Your objective:
Would you give the listing again exactly as written, minus its pictures?

Input data:
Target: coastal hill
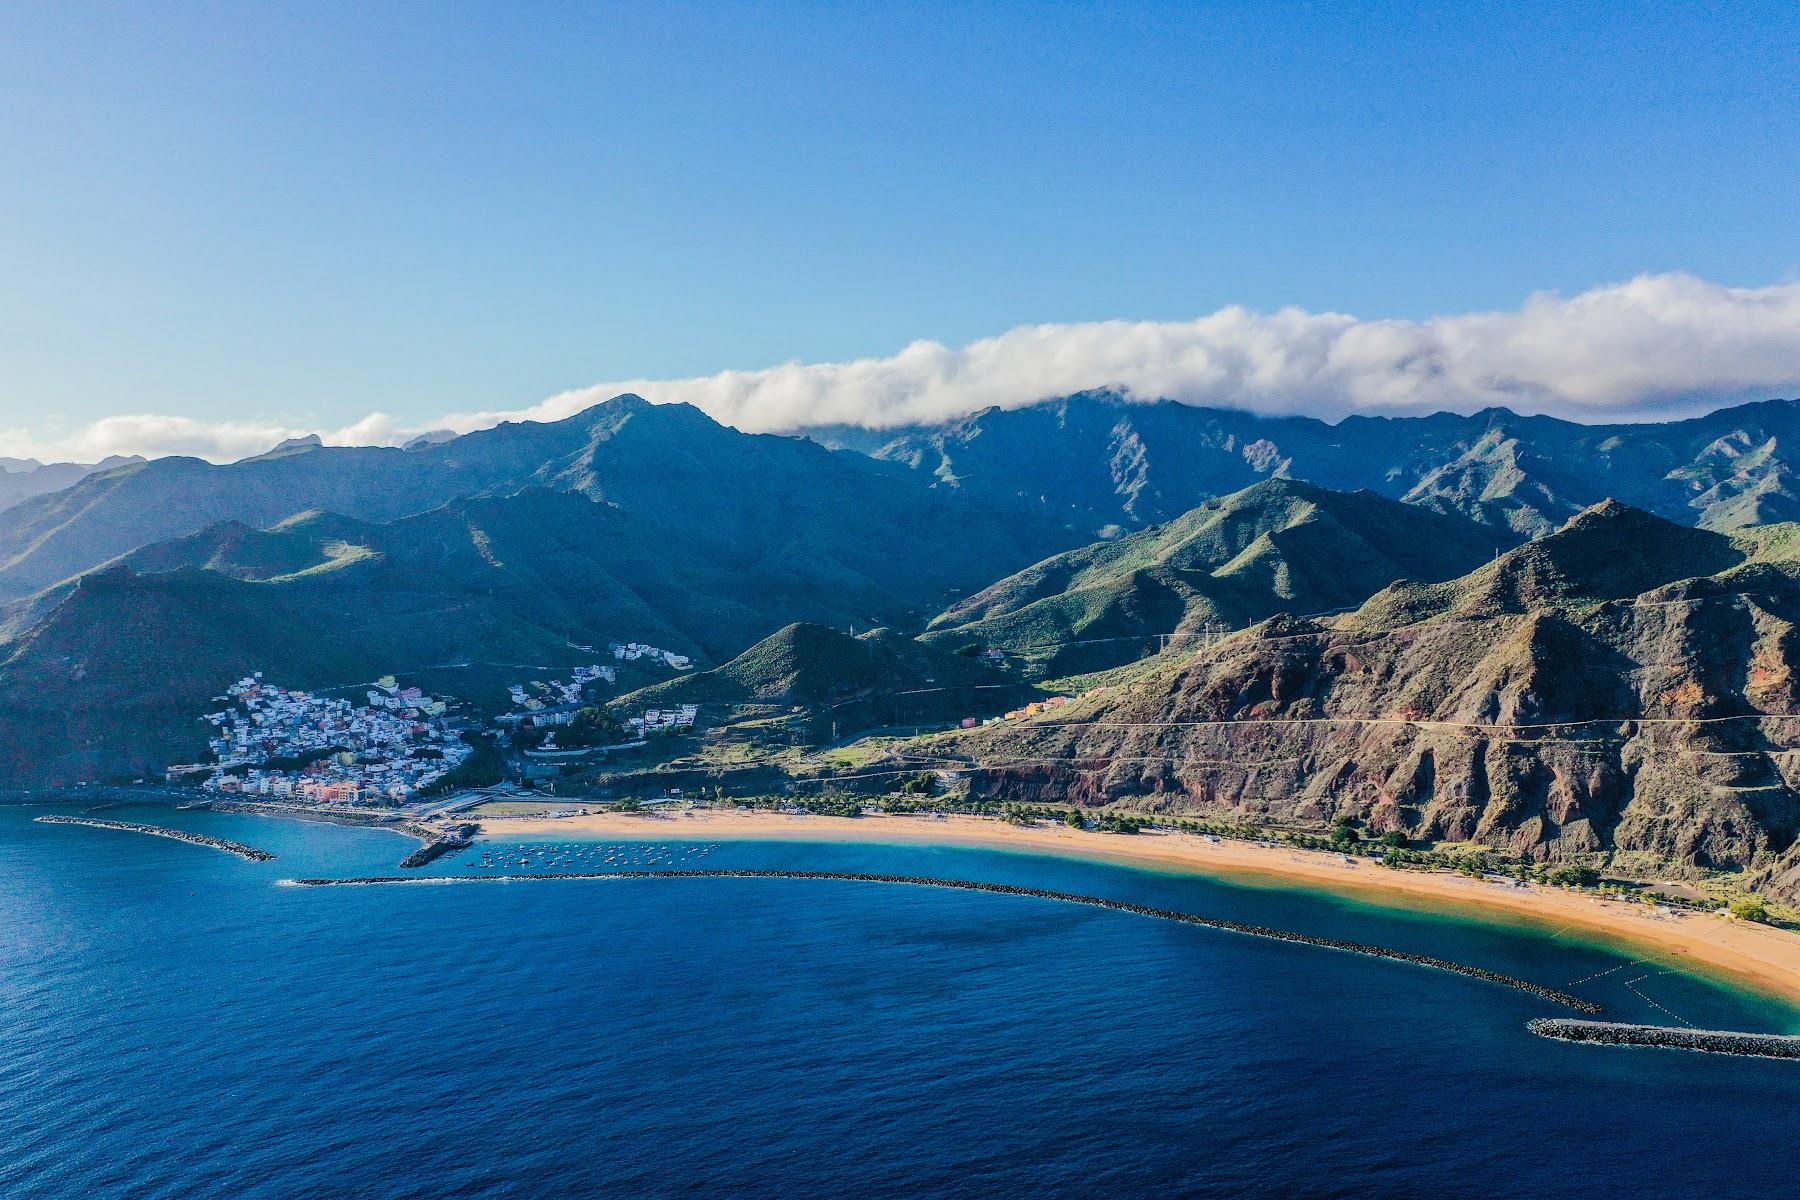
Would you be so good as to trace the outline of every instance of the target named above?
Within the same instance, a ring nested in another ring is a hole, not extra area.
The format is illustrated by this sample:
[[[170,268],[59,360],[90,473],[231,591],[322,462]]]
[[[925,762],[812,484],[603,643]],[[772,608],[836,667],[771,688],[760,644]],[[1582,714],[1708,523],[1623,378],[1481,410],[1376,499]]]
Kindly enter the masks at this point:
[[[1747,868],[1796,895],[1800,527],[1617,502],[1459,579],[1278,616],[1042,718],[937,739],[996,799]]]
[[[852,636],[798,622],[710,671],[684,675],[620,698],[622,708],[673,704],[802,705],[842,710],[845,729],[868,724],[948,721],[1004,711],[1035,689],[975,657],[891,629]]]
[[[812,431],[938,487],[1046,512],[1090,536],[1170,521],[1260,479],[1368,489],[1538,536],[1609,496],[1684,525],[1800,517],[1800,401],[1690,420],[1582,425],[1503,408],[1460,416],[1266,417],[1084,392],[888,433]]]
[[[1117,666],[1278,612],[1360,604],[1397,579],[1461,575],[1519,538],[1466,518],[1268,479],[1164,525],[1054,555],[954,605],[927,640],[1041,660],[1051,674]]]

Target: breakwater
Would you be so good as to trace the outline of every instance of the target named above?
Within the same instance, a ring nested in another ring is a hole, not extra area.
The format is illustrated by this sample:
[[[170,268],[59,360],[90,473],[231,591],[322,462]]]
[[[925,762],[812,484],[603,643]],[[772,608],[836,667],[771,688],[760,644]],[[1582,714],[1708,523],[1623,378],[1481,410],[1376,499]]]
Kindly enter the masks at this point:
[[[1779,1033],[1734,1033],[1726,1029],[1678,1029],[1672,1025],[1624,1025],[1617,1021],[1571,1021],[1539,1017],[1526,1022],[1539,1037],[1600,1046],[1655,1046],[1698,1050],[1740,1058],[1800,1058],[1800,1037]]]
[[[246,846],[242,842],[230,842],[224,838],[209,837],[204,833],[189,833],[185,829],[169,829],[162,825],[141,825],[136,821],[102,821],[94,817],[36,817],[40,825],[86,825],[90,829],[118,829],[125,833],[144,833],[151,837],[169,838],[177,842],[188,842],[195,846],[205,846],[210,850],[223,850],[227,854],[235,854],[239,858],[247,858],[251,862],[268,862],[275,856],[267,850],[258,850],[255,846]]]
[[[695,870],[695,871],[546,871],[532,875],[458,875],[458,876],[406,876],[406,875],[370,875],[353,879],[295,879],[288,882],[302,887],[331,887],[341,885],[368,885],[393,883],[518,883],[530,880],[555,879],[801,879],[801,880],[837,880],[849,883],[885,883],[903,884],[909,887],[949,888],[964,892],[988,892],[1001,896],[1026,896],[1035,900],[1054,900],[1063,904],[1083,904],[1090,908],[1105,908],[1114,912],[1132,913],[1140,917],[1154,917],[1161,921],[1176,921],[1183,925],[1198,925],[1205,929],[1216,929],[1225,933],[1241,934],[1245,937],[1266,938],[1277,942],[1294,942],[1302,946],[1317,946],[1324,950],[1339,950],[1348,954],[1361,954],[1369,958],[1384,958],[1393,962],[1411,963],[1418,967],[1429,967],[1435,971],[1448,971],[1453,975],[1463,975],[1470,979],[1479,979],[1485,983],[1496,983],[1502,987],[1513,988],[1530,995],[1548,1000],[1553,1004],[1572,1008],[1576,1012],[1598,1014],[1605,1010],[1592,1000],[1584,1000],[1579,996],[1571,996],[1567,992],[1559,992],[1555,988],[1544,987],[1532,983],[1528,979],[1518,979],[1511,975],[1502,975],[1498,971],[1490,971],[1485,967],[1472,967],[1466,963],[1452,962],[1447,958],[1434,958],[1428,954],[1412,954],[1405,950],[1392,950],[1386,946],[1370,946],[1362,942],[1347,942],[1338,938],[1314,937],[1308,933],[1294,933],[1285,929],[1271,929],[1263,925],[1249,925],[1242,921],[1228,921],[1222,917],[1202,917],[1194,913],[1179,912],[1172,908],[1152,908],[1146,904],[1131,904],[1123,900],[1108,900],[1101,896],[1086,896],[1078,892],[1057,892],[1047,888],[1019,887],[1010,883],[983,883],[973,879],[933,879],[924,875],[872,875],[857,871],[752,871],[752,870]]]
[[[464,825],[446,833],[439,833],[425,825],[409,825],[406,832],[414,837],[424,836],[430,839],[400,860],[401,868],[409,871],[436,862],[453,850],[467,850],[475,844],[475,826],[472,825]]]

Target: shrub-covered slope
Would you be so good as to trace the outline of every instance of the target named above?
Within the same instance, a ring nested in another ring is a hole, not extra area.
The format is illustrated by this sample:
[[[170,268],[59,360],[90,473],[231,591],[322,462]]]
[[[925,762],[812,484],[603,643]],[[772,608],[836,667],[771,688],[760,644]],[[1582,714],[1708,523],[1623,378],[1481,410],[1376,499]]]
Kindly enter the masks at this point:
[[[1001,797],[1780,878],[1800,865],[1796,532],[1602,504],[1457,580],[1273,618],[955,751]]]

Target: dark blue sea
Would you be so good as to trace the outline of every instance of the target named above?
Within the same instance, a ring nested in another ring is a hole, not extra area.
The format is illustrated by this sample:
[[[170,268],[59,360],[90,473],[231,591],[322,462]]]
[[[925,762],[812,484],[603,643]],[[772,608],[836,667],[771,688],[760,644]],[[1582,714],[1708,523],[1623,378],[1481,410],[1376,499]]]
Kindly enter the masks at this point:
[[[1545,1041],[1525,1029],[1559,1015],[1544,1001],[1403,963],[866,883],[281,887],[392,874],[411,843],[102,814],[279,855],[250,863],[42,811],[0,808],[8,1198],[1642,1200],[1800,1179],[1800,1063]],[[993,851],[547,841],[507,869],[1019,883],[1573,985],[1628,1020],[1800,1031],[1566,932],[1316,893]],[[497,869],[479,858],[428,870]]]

Task result:
Target: coastal hill
Would you be so good as to trace the outline of every instance of the target named above?
Within the same instance, a ring nested in another ring is a hole, not extra area.
The format is illustrated by this sample:
[[[170,268],[59,360],[90,473],[231,591],[322,462]]]
[[[925,762],[812,484],[603,643]],[[772,608],[836,667],[771,688],[760,644]],[[1582,714],[1708,523],[1623,378],[1481,410],[1376,499]]]
Kindly enter the masks at this point:
[[[1747,868],[1796,895],[1800,527],[1617,502],[1459,579],[1278,616],[1042,718],[937,739],[996,799]]]
[[[852,636],[798,622],[710,671],[684,675],[620,698],[622,708],[673,704],[802,705],[842,710],[845,729],[868,724],[948,721],[1004,711],[1035,689],[975,657],[891,629]]]
[[[812,431],[938,487],[1046,512],[1090,536],[1170,521],[1260,479],[1368,489],[1538,536],[1609,496],[1684,525],[1800,517],[1800,401],[1690,420],[1582,425],[1503,408],[1460,416],[1266,417],[1084,392],[888,433]]]
[[[1117,666],[1278,612],[1360,604],[1397,579],[1461,575],[1519,538],[1466,518],[1268,479],[1164,525],[1054,555],[954,605],[927,640],[1041,660],[1051,674]]]

Target: breakwater
Would you be so good as to trace the outline of every instance of the target named above?
Within the same instance, a ring nested in another ring is a hole, not extra area.
The format is illustrated by this sample:
[[[170,268],[59,360],[90,473],[231,591],[322,462]]]
[[[925,762],[812,484],[603,643]],[[772,608],[836,667],[771,688],[760,644]],[[1582,714],[1708,523],[1623,378],[1481,410],[1376,499]]]
Kindly enter the masks at this point:
[[[1779,1033],[1734,1033],[1726,1029],[1678,1029],[1672,1025],[1624,1025],[1617,1021],[1571,1021],[1539,1017],[1526,1022],[1539,1037],[1600,1046],[1655,1046],[1698,1050],[1740,1058],[1800,1058],[1800,1037]]]
[[[246,846],[242,842],[230,842],[224,838],[209,837],[204,833],[189,833],[185,829],[169,829],[162,825],[141,825],[136,821],[102,821],[94,817],[36,817],[40,825],[86,825],[90,829],[118,829],[125,833],[144,833],[151,837],[169,838],[177,842],[188,842],[195,846],[205,846],[210,850],[223,850],[227,854],[235,854],[239,858],[247,858],[251,862],[268,862],[275,856],[267,850],[258,850],[255,846]]]
[[[695,870],[695,871],[546,871],[532,875],[458,875],[458,876],[406,876],[406,875],[370,875],[353,879],[295,879],[288,882],[302,887],[331,887],[341,885],[368,885],[393,883],[518,883],[530,880],[555,879],[801,879],[801,880],[837,880],[849,883],[885,883],[903,884],[909,887],[949,888],[964,892],[988,892],[1001,896],[1026,896],[1035,900],[1054,900],[1063,904],[1083,904],[1090,908],[1105,908],[1114,912],[1132,913],[1140,917],[1154,917],[1161,921],[1176,921],[1183,925],[1198,925],[1205,929],[1216,929],[1225,933],[1241,934],[1245,937],[1266,938],[1277,942],[1294,942],[1302,946],[1317,946],[1324,950],[1339,950],[1348,954],[1361,954],[1369,958],[1384,958],[1393,962],[1411,963],[1418,967],[1429,967],[1435,971],[1448,971],[1453,975],[1463,975],[1470,979],[1479,979],[1485,983],[1496,983],[1502,987],[1513,988],[1530,995],[1548,1000],[1553,1004],[1572,1008],[1576,1012],[1598,1014],[1605,1010],[1592,1000],[1584,1000],[1579,996],[1571,996],[1567,992],[1559,992],[1555,988],[1544,987],[1532,983],[1528,979],[1518,979],[1511,975],[1502,975],[1498,971],[1490,971],[1485,967],[1472,967],[1466,963],[1452,962],[1447,958],[1434,958],[1428,954],[1412,954],[1405,950],[1392,950],[1386,946],[1370,946],[1362,942],[1347,942],[1338,938],[1314,937],[1308,933],[1294,933],[1285,929],[1271,929],[1263,925],[1249,925],[1242,921],[1228,921],[1222,917],[1202,917],[1194,913],[1179,912],[1172,908],[1152,908],[1146,904],[1131,904],[1123,900],[1108,900],[1101,896],[1086,896],[1078,892],[1057,892],[1047,888],[1019,887],[1010,883],[983,883],[973,879],[933,879],[924,875],[872,875],[857,871],[752,871],[752,870]]]
[[[464,825],[446,833],[439,833],[425,825],[409,825],[406,832],[414,837],[424,836],[430,839],[400,860],[401,868],[409,871],[436,862],[453,850],[467,850],[475,844],[475,826],[472,825]]]

Target: shrub-covered slope
Would you be so good as to trace the outline of every instance of the target named above?
Within the same instance, a ring nested in another ring is a hole, not extra area.
The format is illustrated by this sample:
[[[170,268],[59,360],[90,473],[231,591],[322,462]]]
[[[925,762],[812,484],[603,643]],[[772,608],[836,667],[771,688],[760,644]],[[1582,714],[1708,523],[1623,378],[1481,410],[1376,499]]]
Kindly enter the masks at this point:
[[[1001,797],[1780,878],[1800,865],[1796,532],[1602,504],[1457,580],[1273,618],[955,751]]]

Target: dark blue sea
Would you be so good as to trace the outline of every instance of the target named above?
Within the same instance, a ring nested in another ring is a hole, not extra area.
The format is illustrated by this sample:
[[[170,268],[59,360],[90,473],[231,591],[322,462]]]
[[[925,762],[812,484],[603,643]],[[772,608],[836,667],[771,688],[760,644]],[[1582,714],[1708,523],[1623,378],[1481,410],[1376,499]]]
Kindly enter the masks at this point:
[[[1545,1041],[1525,1029],[1559,1015],[1544,1001],[1403,963],[866,883],[281,887],[392,874],[411,843],[102,814],[279,855],[250,863],[42,811],[0,808],[8,1198],[1642,1200],[1800,1179],[1800,1063]],[[993,851],[547,841],[507,869],[1019,883],[1573,985],[1628,1020],[1800,1031],[1566,932],[1316,893]],[[497,869],[479,858],[428,870]]]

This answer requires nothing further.